◆ REQUIRED WORK ◆
Please gather every line of the records below that contains the word "second" and copy each of those lines in full.

◆ DATASET ENTRIES ◆
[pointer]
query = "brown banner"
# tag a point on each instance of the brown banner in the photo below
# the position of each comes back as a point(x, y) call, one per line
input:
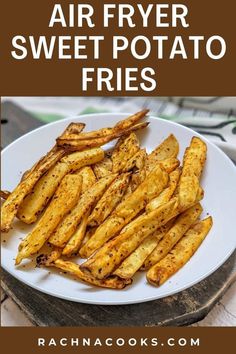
point(118, 340)
point(177, 76)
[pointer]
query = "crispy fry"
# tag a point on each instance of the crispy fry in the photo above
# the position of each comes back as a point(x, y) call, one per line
point(112, 282)
point(69, 225)
point(77, 145)
point(103, 168)
point(109, 257)
point(182, 224)
point(194, 160)
point(109, 200)
point(36, 201)
point(152, 186)
point(44, 189)
point(167, 193)
point(169, 165)
point(75, 241)
point(180, 254)
point(134, 261)
point(5, 194)
point(65, 198)
point(167, 149)
point(124, 151)
point(73, 127)
point(104, 132)
point(88, 178)
point(12, 204)
point(137, 161)
point(89, 232)
point(48, 259)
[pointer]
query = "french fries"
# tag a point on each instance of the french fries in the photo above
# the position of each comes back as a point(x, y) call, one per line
point(64, 199)
point(152, 186)
point(13, 202)
point(88, 178)
point(109, 200)
point(194, 160)
point(5, 194)
point(103, 168)
point(77, 145)
point(123, 152)
point(134, 261)
point(169, 148)
point(104, 132)
point(167, 193)
point(122, 210)
point(112, 282)
point(75, 241)
point(182, 224)
point(105, 260)
point(69, 224)
point(137, 161)
point(35, 202)
point(180, 254)
point(72, 128)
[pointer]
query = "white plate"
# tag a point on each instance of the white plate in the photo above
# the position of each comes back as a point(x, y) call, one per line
point(218, 181)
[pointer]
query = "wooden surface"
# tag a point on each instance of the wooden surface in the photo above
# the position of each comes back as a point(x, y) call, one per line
point(183, 308)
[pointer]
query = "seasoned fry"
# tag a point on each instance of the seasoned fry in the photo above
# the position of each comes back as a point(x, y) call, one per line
point(36, 201)
point(12, 204)
point(169, 165)
point(65, 198)
point(194, 160)
point(167, 193)
point(103, 168)
point(88, 178)
point(69, 225)
point(77, 145)
point(134, 261)
point(75, 241)
point(180, 254)
point(73, 127)
point(152, 186)
point(109, 257)
point(109, 200)
point(122, 210)
point(104, 132)
point(112, 282)
point(124, 151)
point(48, 259)
point(137, 161)
point(44, 189)
point(89, 232)
point(167, 149)
point(182, 224)
point(5, 194)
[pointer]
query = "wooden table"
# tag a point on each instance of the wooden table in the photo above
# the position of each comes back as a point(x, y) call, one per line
point(184, 308)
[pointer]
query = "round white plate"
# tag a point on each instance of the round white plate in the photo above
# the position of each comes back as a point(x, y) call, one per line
point(218, 181)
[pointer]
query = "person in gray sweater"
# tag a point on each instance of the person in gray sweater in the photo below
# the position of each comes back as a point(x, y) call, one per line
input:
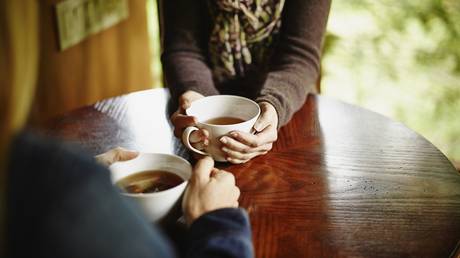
point(266, 50)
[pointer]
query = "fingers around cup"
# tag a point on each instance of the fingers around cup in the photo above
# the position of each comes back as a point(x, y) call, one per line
point(186, 139)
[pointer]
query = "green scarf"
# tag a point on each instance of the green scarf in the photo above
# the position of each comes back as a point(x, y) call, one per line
point(242, 35)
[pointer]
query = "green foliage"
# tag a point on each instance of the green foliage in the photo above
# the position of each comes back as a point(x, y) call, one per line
point(400, 58)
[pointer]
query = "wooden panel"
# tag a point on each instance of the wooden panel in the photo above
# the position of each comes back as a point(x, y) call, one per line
point(112, 62)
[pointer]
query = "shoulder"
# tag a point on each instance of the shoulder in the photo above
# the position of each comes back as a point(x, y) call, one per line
point(38, 160)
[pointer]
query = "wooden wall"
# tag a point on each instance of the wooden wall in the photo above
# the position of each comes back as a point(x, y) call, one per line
point(112, 62)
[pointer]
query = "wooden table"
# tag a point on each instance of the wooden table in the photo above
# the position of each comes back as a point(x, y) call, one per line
point(341, 181)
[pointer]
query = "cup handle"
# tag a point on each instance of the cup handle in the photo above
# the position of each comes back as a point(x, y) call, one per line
point(186, 140)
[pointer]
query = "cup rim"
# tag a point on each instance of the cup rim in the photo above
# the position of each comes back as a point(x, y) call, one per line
point(226, 96)
point(146, 195)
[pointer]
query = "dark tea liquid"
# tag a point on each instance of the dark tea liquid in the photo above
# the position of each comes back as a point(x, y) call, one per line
point(224, 120)
point(150, 181)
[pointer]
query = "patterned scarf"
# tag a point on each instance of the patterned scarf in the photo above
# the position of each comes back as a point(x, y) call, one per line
point(242, 35)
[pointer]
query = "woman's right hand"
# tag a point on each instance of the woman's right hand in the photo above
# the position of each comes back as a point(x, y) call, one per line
point(208, 189)
point(199, 138)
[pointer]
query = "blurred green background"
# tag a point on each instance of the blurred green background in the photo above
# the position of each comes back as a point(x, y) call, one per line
point(400, 58)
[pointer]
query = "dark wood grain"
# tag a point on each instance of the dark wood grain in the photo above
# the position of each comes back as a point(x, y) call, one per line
point(341, 181)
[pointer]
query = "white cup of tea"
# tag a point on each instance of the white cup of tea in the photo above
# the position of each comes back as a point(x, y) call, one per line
point(158, 195)
point(220, 115)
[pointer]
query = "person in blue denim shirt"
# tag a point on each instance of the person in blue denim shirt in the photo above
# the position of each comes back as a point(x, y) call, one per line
point(57, 201)
point(61, 203)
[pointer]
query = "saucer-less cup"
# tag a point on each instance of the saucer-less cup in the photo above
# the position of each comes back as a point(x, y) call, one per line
point(220, 106)
point(156, 206)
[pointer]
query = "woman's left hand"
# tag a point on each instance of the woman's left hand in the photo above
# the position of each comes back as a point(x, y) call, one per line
point(114, 155)
point(240, 147)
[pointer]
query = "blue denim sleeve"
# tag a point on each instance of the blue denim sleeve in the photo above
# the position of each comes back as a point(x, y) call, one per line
point(221, 233)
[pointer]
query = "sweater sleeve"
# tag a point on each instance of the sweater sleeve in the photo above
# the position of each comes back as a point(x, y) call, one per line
point(294, 67)
point(221, 233)
point(184, 56)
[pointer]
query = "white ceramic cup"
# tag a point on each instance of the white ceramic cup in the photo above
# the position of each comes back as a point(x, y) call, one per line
point(158, 205)
point(220, 106)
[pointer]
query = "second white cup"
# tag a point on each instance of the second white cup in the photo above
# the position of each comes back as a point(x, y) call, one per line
point(220, 115)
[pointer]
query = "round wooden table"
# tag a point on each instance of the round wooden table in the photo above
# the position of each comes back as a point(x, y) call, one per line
point(341, 181)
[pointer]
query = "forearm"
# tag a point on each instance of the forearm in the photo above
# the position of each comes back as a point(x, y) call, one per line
point(185, 42)
point(294, 67)
point(221, 233)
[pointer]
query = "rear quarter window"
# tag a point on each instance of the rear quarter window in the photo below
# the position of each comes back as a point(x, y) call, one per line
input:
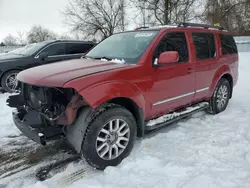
point(78, 48)
point(205, 45)
point(228, 44)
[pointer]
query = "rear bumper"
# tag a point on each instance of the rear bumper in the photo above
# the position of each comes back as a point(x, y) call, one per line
point(28, 131)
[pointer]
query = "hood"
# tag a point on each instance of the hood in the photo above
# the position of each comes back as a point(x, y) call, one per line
point(10, 56)
point(57, 74)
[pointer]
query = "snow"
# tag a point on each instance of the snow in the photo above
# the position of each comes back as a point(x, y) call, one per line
point(208, 151)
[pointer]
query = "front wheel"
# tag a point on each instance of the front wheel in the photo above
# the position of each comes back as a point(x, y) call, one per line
point(221, 96)
point(110, 137)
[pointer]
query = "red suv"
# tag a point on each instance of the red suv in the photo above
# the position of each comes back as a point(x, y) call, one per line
point(129, 84)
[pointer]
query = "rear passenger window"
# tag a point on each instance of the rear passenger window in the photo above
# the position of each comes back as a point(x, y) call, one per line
point(228, 44)
point(78, 48)
point(174, 42)
point(205, 45)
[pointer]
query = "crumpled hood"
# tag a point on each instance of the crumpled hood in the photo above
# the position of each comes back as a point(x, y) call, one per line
point(57, 74)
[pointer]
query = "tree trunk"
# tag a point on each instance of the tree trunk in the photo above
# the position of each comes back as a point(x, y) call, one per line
point(166, 12)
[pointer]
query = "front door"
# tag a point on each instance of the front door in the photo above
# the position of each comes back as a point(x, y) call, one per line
point(174, 83)
point(206, 62)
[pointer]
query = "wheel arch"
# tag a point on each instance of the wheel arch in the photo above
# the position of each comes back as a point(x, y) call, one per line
point(229, 77)
point(222, 72)
point(131, 106)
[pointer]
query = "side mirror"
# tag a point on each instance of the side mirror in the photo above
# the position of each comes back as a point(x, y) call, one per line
point(43, 55)
point(168, 57)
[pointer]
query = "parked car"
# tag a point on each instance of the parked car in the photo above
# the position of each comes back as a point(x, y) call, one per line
point(130, 83)
point(36, 54)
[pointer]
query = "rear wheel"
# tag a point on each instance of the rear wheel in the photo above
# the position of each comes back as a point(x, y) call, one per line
point(9, 81)
point(109, 138)
point(221, 96)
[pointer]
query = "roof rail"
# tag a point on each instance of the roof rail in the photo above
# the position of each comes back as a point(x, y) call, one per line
point(206, 26)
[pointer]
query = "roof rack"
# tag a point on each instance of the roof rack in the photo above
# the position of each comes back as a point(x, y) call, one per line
point(206, 26)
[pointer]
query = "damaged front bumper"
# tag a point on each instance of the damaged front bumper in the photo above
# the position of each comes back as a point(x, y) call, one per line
point(31, 124)
point(27, 130)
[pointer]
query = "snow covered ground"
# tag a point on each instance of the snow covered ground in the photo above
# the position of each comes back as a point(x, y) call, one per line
point(204, 151)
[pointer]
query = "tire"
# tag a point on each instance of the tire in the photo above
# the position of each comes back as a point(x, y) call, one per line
point(220, 98)
point(5, 80)
point(92, 149)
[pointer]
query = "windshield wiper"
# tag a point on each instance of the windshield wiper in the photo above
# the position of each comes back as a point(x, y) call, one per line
point(103, 57)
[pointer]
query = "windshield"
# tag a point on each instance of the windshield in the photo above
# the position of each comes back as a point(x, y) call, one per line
point(29, 49)
point(126, 47)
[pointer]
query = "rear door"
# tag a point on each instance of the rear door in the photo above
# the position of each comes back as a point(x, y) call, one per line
point(206, 62)
point(174, 83)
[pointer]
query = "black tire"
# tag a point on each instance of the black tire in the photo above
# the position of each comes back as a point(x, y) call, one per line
point(214, 107)
point(4, 78)
point(89, 145)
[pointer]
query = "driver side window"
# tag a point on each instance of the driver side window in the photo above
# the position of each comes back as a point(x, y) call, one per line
point(173, 42)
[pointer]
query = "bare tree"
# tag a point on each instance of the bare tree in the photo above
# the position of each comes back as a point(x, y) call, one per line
point(166, 11)
point(234, 15)
point(96, 18)
point(142, 16)
point(39, 34)
point(21, 37)
point(10, 40)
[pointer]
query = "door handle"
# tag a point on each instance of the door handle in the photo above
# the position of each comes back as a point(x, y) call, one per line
point(190, 70)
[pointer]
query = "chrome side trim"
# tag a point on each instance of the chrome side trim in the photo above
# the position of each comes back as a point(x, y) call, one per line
point(173, 98)
point(65, 55)
point(203, 89)
point(180, 96)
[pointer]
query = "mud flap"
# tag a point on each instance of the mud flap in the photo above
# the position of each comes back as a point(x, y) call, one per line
point(76, 131)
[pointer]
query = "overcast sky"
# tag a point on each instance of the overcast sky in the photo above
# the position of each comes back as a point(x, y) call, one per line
point(23, 14)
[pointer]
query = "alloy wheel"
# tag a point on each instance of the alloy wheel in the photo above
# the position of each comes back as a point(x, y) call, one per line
point(12, 82)
point(222, 96)
point(112, 139)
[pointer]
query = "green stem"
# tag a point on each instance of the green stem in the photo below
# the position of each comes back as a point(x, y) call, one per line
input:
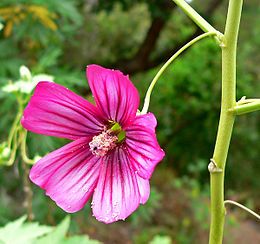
point(247, 107)
point(202, 23)
point(25, 158)
point(226, 120)
point(174, 56)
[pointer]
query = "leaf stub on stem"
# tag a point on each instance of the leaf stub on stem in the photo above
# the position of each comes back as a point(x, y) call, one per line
point(213, 167)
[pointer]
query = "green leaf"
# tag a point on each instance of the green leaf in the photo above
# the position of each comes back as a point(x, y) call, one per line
point(18, 232)
point(57, 235)
point(84, 239)
point(26, 87)
point(161, 240)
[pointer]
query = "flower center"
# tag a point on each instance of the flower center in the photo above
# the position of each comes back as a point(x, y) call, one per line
point(102, 143)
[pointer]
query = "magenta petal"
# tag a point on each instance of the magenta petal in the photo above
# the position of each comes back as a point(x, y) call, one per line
point(142, 145)
point(114, 94)
point(144, 189)
point(117, 194)
point(68, 174)
point(56, 111)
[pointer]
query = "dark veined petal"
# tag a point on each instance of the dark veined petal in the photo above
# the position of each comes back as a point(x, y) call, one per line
point(118, 192)
point(69, 174)
point(56, 111)
point(114, 94)
point(144, 189)
point(142, 146)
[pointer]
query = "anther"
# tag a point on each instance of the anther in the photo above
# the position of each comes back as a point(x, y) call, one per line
point(102, 143)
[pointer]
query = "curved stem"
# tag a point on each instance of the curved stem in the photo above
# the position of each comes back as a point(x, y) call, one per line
point(226, 122)
point(149, 91)
point(242, 207)
point(23, 148)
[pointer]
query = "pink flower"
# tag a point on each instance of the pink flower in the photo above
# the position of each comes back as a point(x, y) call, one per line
point(113, 153)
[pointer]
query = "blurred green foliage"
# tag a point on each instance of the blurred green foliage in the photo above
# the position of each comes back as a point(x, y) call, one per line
point(61, 37)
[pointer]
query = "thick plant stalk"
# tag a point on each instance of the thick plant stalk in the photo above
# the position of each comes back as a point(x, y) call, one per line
point(229, 47)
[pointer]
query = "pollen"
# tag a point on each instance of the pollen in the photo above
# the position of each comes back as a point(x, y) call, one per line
point(102, 143)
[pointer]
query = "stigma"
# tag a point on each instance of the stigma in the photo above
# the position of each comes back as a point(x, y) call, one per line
point(102, 143)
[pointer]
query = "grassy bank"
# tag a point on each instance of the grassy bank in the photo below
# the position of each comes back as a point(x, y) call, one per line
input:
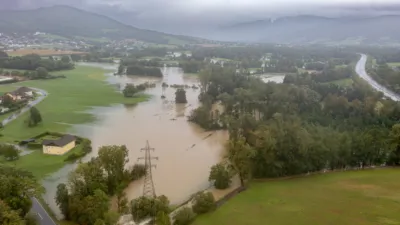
point(83, 88)
point(40, 164)
point(366, 197)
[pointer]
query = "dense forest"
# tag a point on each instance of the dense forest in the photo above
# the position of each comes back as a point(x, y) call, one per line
point(387, 76)
point(302, 125)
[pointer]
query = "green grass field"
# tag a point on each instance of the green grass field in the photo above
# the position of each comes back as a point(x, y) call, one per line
point(367, 197)
point(40, 164)
point(394, 64)
point(83, 88)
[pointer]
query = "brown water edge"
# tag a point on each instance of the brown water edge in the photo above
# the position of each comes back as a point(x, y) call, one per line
point(186, 152)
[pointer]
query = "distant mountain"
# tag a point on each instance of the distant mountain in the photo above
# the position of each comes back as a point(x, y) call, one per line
point(315, 29)
point(71, 22)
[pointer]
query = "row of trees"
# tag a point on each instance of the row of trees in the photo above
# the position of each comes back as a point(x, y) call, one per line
point(34, 61)
point(144, 71)
point(299, 126)
point(386, 76)
point(85, 197)
point(158, 209)
point(17, 187)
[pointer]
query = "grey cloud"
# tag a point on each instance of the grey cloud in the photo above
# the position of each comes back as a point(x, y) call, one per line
point(196, 16)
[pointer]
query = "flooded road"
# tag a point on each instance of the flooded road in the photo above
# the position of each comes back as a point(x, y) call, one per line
point(185, 151)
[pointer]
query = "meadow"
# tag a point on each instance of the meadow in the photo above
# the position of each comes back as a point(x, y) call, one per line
point(65, 105)
point(67, 101)
point(365, 197)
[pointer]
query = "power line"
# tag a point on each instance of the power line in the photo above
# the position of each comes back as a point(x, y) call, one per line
point(148, 185)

◆ RESULT FOR THIS EXERCISE ◆
query = "second white cup"
# tag a point on each instance of the second white cup in the photo above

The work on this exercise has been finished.